→ What to work on
Only those lines running from the line that contains "in white polo" through the end of the material are to be written out, each exactly as shown.
---------- Data listing ----------
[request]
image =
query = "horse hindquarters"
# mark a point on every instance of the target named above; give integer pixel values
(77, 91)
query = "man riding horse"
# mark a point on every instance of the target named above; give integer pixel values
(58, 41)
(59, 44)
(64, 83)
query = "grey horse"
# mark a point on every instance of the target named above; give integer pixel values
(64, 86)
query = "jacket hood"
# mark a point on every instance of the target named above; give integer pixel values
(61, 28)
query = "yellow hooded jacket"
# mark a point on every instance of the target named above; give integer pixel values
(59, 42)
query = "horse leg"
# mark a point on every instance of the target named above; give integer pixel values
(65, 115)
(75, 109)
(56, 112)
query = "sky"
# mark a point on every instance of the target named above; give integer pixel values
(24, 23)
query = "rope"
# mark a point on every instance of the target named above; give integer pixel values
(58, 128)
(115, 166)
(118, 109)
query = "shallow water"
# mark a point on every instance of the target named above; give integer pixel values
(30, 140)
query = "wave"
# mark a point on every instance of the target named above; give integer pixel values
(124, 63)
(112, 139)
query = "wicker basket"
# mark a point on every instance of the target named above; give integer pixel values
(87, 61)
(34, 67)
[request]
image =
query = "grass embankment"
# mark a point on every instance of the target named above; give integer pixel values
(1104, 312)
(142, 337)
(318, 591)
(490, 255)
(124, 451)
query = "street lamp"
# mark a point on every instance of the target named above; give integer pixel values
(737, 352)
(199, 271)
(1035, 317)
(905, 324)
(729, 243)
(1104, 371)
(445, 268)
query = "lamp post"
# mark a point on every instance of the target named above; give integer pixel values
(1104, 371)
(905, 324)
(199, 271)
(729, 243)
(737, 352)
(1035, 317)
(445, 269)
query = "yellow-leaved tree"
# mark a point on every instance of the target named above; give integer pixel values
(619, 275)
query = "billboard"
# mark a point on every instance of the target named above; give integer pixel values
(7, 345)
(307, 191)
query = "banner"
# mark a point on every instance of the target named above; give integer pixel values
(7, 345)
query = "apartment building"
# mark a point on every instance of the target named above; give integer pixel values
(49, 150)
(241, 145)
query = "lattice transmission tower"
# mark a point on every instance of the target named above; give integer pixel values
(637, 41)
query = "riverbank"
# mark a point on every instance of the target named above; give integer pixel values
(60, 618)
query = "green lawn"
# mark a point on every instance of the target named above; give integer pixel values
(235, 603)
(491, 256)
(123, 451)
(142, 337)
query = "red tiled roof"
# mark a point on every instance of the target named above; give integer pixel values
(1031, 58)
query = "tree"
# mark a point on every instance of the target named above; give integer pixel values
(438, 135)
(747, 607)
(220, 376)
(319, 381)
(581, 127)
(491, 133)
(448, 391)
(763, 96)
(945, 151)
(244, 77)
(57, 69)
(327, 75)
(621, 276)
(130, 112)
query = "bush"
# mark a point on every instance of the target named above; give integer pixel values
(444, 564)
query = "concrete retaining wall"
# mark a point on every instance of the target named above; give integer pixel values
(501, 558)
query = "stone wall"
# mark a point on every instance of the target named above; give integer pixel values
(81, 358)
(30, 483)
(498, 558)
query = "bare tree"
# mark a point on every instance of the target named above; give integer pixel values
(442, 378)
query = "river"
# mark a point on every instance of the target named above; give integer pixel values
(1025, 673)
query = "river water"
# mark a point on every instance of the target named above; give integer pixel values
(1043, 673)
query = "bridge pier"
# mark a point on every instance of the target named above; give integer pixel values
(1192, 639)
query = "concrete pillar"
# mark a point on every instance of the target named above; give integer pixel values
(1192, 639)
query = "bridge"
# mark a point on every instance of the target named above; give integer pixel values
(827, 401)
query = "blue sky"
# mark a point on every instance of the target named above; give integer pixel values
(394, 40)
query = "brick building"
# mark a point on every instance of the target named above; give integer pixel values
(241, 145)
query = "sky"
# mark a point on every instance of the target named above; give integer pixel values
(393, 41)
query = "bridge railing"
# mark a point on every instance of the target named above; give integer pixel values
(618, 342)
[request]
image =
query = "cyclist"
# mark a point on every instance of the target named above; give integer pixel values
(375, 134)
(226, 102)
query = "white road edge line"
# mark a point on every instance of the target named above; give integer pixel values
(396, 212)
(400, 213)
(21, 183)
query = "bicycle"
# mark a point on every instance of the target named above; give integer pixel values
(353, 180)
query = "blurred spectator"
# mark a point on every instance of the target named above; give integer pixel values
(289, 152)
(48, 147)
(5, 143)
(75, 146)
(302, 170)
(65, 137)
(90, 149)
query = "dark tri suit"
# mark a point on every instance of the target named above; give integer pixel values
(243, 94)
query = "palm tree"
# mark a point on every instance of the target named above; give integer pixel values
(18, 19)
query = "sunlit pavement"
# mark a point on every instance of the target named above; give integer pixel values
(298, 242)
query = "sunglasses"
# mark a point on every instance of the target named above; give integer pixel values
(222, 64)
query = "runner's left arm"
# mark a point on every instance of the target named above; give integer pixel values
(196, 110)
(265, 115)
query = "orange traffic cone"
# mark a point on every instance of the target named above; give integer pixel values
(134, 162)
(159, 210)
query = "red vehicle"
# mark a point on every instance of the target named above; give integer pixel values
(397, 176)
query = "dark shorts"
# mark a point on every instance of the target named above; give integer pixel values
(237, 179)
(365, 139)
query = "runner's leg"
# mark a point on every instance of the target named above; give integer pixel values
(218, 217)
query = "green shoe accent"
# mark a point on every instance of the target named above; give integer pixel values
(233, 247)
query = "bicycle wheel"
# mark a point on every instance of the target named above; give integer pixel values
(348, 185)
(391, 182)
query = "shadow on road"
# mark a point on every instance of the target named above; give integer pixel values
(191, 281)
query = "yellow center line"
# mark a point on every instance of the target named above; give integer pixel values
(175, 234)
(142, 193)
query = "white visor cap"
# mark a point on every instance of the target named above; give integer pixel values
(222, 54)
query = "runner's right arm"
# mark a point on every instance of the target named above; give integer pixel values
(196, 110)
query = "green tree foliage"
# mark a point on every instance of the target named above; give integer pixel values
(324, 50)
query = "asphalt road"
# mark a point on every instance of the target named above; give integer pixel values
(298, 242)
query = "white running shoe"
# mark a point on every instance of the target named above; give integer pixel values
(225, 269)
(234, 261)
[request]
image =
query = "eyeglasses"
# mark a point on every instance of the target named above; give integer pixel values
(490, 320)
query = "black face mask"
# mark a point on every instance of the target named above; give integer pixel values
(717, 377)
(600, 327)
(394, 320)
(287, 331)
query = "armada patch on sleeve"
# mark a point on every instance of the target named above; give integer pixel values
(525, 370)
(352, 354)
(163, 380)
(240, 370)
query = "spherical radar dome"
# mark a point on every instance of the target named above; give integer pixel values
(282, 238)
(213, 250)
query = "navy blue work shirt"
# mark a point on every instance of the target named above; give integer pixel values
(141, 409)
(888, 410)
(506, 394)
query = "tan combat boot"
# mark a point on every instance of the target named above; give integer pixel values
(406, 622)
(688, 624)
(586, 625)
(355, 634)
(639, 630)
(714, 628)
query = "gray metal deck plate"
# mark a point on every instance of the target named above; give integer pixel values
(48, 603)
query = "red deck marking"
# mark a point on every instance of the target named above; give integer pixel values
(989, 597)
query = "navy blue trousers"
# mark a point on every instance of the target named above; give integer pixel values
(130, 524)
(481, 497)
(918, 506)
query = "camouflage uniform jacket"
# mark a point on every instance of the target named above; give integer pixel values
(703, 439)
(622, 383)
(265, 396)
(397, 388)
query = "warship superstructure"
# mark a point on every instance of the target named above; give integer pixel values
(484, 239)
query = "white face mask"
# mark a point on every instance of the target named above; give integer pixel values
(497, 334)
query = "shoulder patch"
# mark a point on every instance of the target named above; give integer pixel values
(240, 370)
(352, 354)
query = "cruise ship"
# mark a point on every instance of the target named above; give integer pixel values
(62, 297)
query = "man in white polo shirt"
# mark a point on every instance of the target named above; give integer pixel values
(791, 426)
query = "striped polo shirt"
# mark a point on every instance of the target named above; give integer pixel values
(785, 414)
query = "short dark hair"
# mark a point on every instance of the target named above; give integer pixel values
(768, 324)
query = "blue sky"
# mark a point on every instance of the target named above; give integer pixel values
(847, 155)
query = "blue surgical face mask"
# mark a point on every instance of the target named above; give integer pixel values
----------
→ Completed task
query = "man in white polo shirt"
# mark a point on every instance of the target named above; give integer pixel values
(791, 426)
query = "striped polo shirt"
# mark a point on every instance of the target named above; give integer pixel values
(785, 414)
query = "short dark hair"
# mark a point on every instance of the target named above; give integer pixel values
(768, 324)
query = "blue sky"
# mark a point on every instance of the target named above; give integer pixel values
(847, 155)
query = "blue surgical face mask"
# mark a point on every instance of the target named above; give integer pixel values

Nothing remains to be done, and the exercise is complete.